═════ PROVIDED DATA

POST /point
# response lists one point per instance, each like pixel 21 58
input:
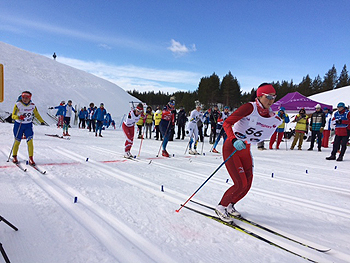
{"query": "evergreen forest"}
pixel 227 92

══════════
═════ PROVIDED DATA

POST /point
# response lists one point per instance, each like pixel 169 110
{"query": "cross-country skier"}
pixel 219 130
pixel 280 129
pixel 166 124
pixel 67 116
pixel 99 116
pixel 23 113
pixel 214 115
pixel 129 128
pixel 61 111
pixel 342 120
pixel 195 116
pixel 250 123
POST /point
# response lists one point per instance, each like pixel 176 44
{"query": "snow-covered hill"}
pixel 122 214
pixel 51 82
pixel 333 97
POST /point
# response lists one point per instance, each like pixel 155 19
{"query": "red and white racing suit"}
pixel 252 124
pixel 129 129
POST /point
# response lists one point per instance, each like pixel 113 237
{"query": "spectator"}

══════════

* TASK DIRECTIONS:
A complete answer gives every line of the data that includes "lists".

* RESPONSE TO THE TASK:
# response lists one point per instance, each like pixel 21 58
# response lists one point per instance, each like pixel 169 110
# response lists one point per instance, each like pixel 176 44
# response lists one point per instance, each like pixel 155 19
# response lists one point per instance, each like pixel 113 237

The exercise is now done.